Answer these from the text on the term "Turanian":
(a) Which author based horror fiction on the "pygmy theory"?
(b) In Iranian mythology, who was Tur?
(c) Among post-Blavatsky Theosophists, what did the name "Turanian" designate?

- [Excerpt to read]
-------------------------

Turanian — The Pre-Aryan Race in Occult Tradition

✦ ─── ⟐ ─── ✦

by Dan Clore


From the Persian Tūrān — the mythical realm beyond the Oxus, named in Firdausi's Shāh Nāma — nineteenth-century ethnologists derived "Turanian" as a name for the Ural-Altaic language family: the peoples who were neither Aryan nor Semitic. In the occult tradition, the term acquired a darker resonance. Blavatsky placed the Turanians as a sub-race of her Atlantean system; folklorists proposed that European fairy lore was the racial memory of a small, dark, pre-Aryan people who had once inhabited every forest and hillside; Leland traced shamanism to a "Tartar-Mongol-mongrel-Turanian" origin somewhere in Central Asia. Arthur Machen built his horror fiction on this "pygmy theory" — that the obscure and horrible race of the hills was no superstition but a genuine survival, unchanged since the Stone Age; Lovecraft absorbed Machen and gave the theory cosmic dread. Dan Clore compiled these appearances in March 2004.
— Dan Clore, compiling sources, March 2004


Turanian, adj. & n. [< Pers Tūrān, name used by Firdausi in The Shah Namah for a realm beyond the Oxus, as opposed to Irān (Persia) < Tur, in Iranian mythology one of the three mythical brothers from which mankind is supposedly descended.] Of or pertaining to the (mostly Asian) languages of the Ural-Altaic family, as opposed to those of the Indo-European ("Aryan") and Semitic families; of or pertaining to the speakers of these Ural-Altaic languages, particularly when considered as a race. Formerly also used in an extended sense that included various non-Indo-European-speaking (or otherwise suspect) peoples such as the Lapps, Finns, Basques, Picts, Berbers, Dravidians, Gypsies, etc. According to the so-called "pygmy" theory, folk memories of Turanian peoples account for the European folklore concerning fairies, elves, dwarfs, etc. By some post-Blavatsky Theosophists, the name was given to the fourth Sub-race of the fourth Root Race.

-------------------------

- [Provided material]
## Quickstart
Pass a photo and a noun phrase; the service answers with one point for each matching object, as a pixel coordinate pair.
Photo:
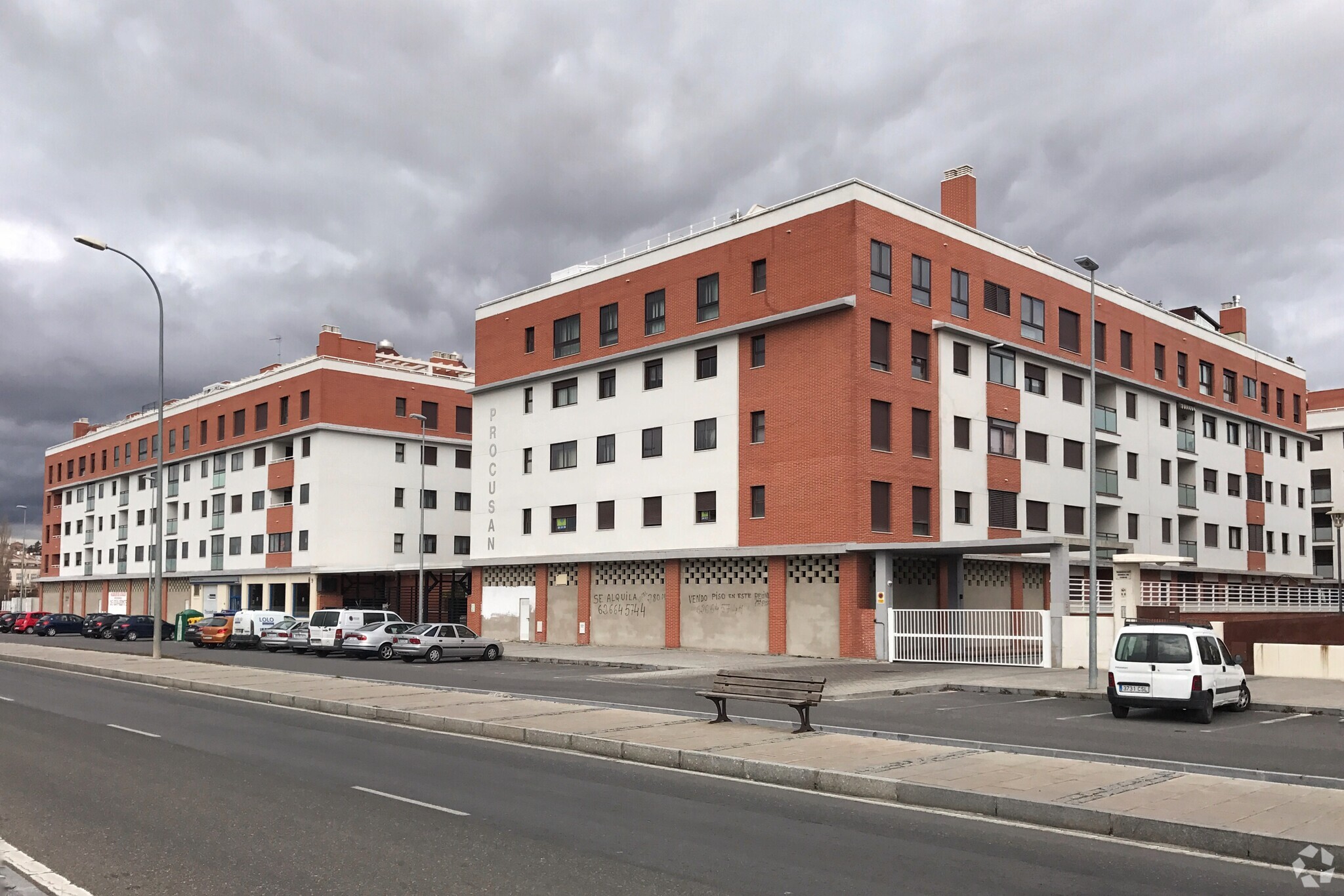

-------------------------

- [Output]
(a) Arthur Machen.
(b) One of the three mythical brothers from whom mankind is supposedly descended.
(c) The fourth Sub-race of the fourth Root Race.